Study material
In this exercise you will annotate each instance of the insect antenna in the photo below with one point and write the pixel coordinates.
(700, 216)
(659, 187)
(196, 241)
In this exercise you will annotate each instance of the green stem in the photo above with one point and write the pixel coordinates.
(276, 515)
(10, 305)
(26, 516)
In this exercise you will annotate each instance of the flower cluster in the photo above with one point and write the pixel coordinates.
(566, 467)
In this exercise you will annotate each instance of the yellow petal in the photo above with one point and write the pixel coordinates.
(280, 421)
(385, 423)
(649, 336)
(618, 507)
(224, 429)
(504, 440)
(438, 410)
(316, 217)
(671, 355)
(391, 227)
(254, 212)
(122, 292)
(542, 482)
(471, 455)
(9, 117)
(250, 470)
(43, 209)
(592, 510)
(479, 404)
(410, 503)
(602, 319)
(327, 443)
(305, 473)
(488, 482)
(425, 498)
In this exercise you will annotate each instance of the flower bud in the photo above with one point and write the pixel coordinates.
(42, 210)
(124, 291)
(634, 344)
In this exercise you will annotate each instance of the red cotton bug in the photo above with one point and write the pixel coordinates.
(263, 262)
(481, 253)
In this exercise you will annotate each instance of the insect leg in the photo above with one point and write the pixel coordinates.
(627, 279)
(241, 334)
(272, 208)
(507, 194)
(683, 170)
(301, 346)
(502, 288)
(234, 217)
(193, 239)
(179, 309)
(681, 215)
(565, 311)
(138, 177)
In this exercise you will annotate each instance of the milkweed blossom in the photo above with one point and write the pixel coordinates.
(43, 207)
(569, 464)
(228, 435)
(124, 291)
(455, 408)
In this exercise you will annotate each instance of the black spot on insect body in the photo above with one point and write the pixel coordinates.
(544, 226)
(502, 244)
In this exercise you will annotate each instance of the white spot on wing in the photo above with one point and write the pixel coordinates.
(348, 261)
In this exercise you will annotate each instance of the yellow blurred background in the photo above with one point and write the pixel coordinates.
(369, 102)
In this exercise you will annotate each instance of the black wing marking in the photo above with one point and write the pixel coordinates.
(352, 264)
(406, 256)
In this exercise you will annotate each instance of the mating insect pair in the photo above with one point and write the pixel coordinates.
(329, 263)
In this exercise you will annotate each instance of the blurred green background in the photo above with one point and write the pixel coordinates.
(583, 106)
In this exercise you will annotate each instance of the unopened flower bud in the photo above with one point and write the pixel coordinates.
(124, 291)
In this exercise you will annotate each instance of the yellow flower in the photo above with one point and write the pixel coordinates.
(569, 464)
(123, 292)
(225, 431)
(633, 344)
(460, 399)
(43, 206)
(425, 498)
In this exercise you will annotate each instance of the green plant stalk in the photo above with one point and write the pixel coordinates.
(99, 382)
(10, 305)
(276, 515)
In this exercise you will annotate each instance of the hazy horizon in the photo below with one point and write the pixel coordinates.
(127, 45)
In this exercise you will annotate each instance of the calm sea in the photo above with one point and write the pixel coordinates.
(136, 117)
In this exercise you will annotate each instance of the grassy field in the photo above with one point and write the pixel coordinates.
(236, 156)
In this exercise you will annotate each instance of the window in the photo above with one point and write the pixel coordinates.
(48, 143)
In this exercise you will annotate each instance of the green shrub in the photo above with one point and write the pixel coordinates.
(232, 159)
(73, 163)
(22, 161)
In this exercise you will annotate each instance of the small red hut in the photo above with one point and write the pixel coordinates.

What is needed
Beginning with the first line and ending with the last, copy the material above exactly.

Answer section
In this exercise you will annotate each instance of the insect antenna in the photo below with one point and write the pixel coordinates.
(700, 216)
(659, 187)
(196, 241)
In this exercise you will annotate each instance of the green stem in the photo above with one point and write the pixel coordinates.
(276, 515)
(10, 305)
(26, 516)
In this exercise you will annotate each instance of the flower cluster in the photo above with one point and write the pixel coordinates.
(566, 467)
In this exercise you will annotate each instance of the yellow petal in the photo above with one point and write the pixel coordinates.
(280, 421)
(385, 423)
(649, 336)
(618, 507)
(224, 429)
(504, 440)
(438, 410)
(316, 217)
(671, 355)
(391, 227)
(254, 212)
(122, 292)
(542, 482)
(471, 455)
(9, 117)
(250, 470)
(43, 209)
(592, 510)
(479, 404)
(410, 503)
(602, 319)
(327, 443)
(305, 473)
(488, 482)
(425, 498)
In this exercise you will annotate each instance of the flower bud in the photo above with one point and write the pixel coordinates.
(42, 210)
(124, 291)
(634, 344)
In this exercise you will annotate each instance of the red cotton bug in the photo above with one point and write the pixel coordinates.
(263, 262)
(481, 253)
In this exercise you will annotate each instance of the insect leg in the photo above with one point and write the pixel coordinates.
(627, 279)
(241, 334)
(272, 208)
(507, 194)
(683, 170)
(301, 346)
(502, 288)
(234, 217)
(193, 239)
(179, 309)
(681, 215)
(565, 311)
(138, 177)
In this exercise you will annotate each instance of the milkweed blossom in the photo above with one point and write the pixel coordinates.
(43, 207)
(569, 464)
(228, 435)
(124, 291)
(455, 408)
In this exercise you will annotate each instance of the black spot on insect body in the photo above with one point and write the pixel coordinates.
(544, 226)
(502, 244)
In this exercise you will annotate each instance of the white spot on wing in the photo above with one point and write the pixel coordinates.
(348, 261)
In this exercise you will annotate each instance of the yellow blurred background in the photo above with one point and write the pixel coordinates.
(369, 102)
In this exercise you will annotate each instance of the black wing marking in the photo above with one point and write the pixel coordinates.
(352, 264)
(406, 256)
In this exercise you will annotate each instance of the mating insect pair in the photo above with one point and write the pixel coordinates.
(329, 263)
In this exercise you will annotate each instance of the blurred green background in the photo above with one point and write the pixel coordinates.
(583, 106)
In this exercise you will annotate each instance of the unopened flower bud in the photo above with one point and write the pixel coordinates.
(124, 291)
In this exercise you will annotate each instance of the yellow flower in the photo above with one point and write the pixel coordinates.
(569, 464)
(123, 292)
(225, 431)
(633, 344)
(460, 399)
(43, 206)
(425, 498)
In this exercise you will annotate each instance of the green plant stalk in the photo above with one point and write the pixel coordinates.
(99, 382)
(10, 305)
(276, 515)
In this exercise you will annotate each instance of the hazy horizon in the photo below with one point and write the pixel coordinates.
(127, 45)
In this exercise you will annotate each instance of the calm sea in the photo above with one point and write the pixel coordinates.
(136, 117)
In this exercise you will annotate each instance of the grassy field in the photo above with one point and write the pixel coordinates.
(236, 156)
In this exercise you will annotate each instance of the window in the photo above with one point and write the pixel coordinates.
(48, 143)
In this exercise you will annotate each instance of the green shrub in the photo above with one point and write the pixel coordinates.
(232, 159)
(73, 163)
(22, 161)
In this exercise you will annotate each instance of the small red hut in the photo above with one point and write the pixel coordinates.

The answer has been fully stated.